Page extract >>
--- start ---

[Sidenote: Major and minor.]
[Music illustration: Hur-rah! A-las!]
[Sidenote: Music and movement.]
How near a large number of suggestions, which are based wholly upon experience or association of ideas, lie to the popular fancy, might be illustrated by scores of examples. Thoughts of religious functions arise in us the moment we hear the trombones intone a solemn phrase in full harmony; an oboe melody in sixth-eighth time over a drone bass brings up a pastoral picture of a shepherd playing upon his pipe; trumpets and drums suggest war, and so on. The delineation of movement is easier to the musician than it is to the poet. Handel, who has conveyed the sensation of a “darkness which might be felt,” in a chorus of his “Israel in Egypt,” by means which appeal solely to the imagination stirred by feelings, has in the same work pictured the plague of frogs with a frank naivete which almost upsets our seriousness of demeanor, by suggesting the characteristic movement of the creatures in the instrumental accompaniment to the arioso, “Their land brought forth frogs,” which begins thus:
[Sidenote: Handel’s frogs.]
[Music illustration]
[Sidenote: The movement of water.]
We find the gentle flux and reflux of water as if it were lapping a rocky shore in the exquisite figure out of which Mendelssohn constructed his “Hebrides” overture:
[Music illustration]
and in fancy we ride on mighty surges when we listen to the principal subject of Rubinstein’s “Ocean” symphony:
[Music illustration]
In none of these instances can the composer be said to be imitative. Music cannot copy water, but it can do what water does, and so suggest water.

--- end ---

Records excerpted from a collection >>
--- start ---

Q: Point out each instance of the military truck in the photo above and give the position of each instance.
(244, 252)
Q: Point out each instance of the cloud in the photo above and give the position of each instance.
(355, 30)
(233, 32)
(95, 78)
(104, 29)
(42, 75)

--- end ---

Tasks to carry out >>
**A.** According to the text on music and movement, what do trumpets and drums suggest?
**B.** Continue the text on music and movement from the point where it stops.
This data has no role in the tasks.

Task-by-task results >>
**A.** War.

**B.**
[Sidenote: High and low.]
Some of the most common devices of composers are based on conceptions that are wholly arbitrary. A musical tone cannot have position in space such as is indicated by high or low, yet so familiar is the association of acuteness of pitch with height, and gravity of pitch with depth, that composers continually delineate high things with acute tones and low things with grave tones, as witness Handel in one of the choruses of “The Messiah:”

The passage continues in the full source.